--- Dataset records ---
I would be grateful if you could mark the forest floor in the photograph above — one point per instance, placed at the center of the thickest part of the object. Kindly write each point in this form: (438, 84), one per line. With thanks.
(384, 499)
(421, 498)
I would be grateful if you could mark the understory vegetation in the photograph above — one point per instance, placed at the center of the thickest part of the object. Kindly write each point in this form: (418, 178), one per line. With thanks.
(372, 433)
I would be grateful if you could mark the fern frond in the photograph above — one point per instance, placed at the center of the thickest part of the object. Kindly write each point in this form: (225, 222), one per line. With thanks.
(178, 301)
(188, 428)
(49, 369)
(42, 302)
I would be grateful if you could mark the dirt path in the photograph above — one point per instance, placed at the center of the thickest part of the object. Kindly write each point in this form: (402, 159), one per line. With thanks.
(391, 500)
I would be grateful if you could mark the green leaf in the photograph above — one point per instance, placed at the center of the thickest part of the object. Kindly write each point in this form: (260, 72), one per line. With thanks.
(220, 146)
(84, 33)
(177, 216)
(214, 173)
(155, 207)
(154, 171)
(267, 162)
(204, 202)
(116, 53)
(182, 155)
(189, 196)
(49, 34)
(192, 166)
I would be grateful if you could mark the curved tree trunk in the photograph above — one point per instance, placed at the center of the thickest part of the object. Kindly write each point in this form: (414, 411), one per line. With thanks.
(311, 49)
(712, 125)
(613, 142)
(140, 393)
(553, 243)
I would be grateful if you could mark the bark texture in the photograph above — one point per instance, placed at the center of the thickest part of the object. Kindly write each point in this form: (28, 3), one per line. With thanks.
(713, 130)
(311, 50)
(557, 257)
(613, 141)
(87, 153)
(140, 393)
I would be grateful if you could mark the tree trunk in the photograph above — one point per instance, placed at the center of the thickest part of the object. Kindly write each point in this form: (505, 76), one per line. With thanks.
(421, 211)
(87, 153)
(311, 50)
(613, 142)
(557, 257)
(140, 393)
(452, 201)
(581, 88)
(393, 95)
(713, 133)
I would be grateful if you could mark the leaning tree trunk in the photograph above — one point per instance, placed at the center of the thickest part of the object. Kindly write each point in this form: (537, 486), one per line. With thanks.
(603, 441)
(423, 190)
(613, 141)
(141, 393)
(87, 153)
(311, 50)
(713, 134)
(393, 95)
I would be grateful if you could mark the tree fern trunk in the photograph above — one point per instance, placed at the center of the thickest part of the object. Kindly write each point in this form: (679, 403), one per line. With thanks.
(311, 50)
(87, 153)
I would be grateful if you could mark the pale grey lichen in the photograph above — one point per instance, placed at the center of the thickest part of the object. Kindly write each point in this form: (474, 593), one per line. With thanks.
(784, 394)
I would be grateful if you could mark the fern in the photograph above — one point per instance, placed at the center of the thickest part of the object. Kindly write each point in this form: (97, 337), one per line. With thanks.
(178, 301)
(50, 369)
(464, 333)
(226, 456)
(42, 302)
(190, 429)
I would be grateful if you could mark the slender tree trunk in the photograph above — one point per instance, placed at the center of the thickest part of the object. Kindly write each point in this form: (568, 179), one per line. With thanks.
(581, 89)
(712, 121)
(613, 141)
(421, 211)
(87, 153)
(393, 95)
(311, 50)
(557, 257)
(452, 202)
---
◆ Directions ◆
Please repeat the records so that each one reads exactly as it does above.

◆ Answer space ◆
I would be grateful if you could mark the forest floor in the photograph above — one point per instance, placed at the center of the thickest part of the object. Kindly write each point in this form: (438, 84), one per line. With thanks.
(384, 499)
(421, 498)
I would be grateful if you could mark the understory vegetation in the photograph above — one point per instance, placed at the center of the thickest part of the object. Kindly write each point in this form: (418, 178), one per line. With thanks.
(372, 433)
I would be grateful if you could mark the fern frond in the photograph above — one point per instance, placed at the center of the thickest part of the object. Kindly write each point in this form: (225, 222), one per line. With thanks.
(178, 301)
(188, 428)
(49, 369)
(42, 302)
I would be grateful if you could mark the dirt path in the photograph above — one point per instance, placed at the center of the thickest part of the object. Kindly write each point in this form: (402, 159), one per line. With thanks.
(391, 500)
I would be grateful if you could mark the green leaf in the photograph above — one point per instance, placed at the center of the thickest part of the object. Kindly write each point in this form: (260, 72), one per line. With thanks.
(220, 146)
(84, 33)
(177, 216)
(214, 173)
(155, 207)
(154, 171)
(267, 162)
(204, 202)
(116, 53)
(182, 155)
(189, 196)
(49, 34)
(192, 166)
I would be grateful if you could mark the curved tree trunk in the photograph above — one point per instance, placed at the center of the thickest part of the object. Kindly write each point in this form: (414, 411), one per line. With thanks.
(311, 49)
(712, 125)
(613, 142)
(140, 393)
(553, 243)
I would be grateful if you could mark the bark texture in the photograph above — one point per instance, placed at the center of the thickest part of the object. Kindly write each point in this form: (28, 3), one per line. With thanks.
(713, 130)
(311, 50)
(557, 257)
(613, 141)
(87, 153)
(140, 393)
I would be grateful if you could mark the tree trunk in the photograph above — one point per instance, placed at the center of the thickest part of the object. Kindly write each point in this form: (505, 76), one per line. With thanks.
(421, 211)
(87, 153)
(311, 50)
(613, 142)
(557, 257)
(140, 393)
(452, 201)
(581, 88)
(393, 95)
(713, 133)
I would be grateful if you could mark the leaning tree trunk in the photograph above — one point per instance, placed at the center of the thickest part of the object. Kindly write each point in this form: (537, 486), one per line. With thanks.
(603, 441)
(423, 190)
(613, 141)
(141, 393)
(87, 153)
(311, 50)
(713, 134)
(393, 95)
I would be grateful if you could mark the tree fern trunk in the photograph above — one point per instance, placed at the center of the thickest part of the object. Kindly write each point in this form: (679, 403), one per line. With thanks.
(311, 50)
(87, 153)
I would be grateful if you could mark the pale grey lichen in the photograph above — one point per instance, placed at the center of the thickest part of the object. Kindly write each point in this form: (474, 593), one per line. With thanks.
(784, 394)
I would be grateful if you could mark the fern in the photograph above — one point per instance, placed at the center of the thickest part of the object. Kindly write each point in this form: (97, 337), one per line. With thanks.
(178, 301)
(50, 369)
(464, 333)
(226, 456)
(42, 302)
(190, 429)
I would be grateful if you could mark the slender tree trunk in the photograph above — one point per instance, placed at the center of the thickest part of the object. Kindly write each point in this form: (568, 179), one per line. With thanks.
(581, 89)
(712, 121)
(613, 141)
(421, 211)
(87, 153)
(393, 95)
(311, 50)
(557, 257)
(452, 202)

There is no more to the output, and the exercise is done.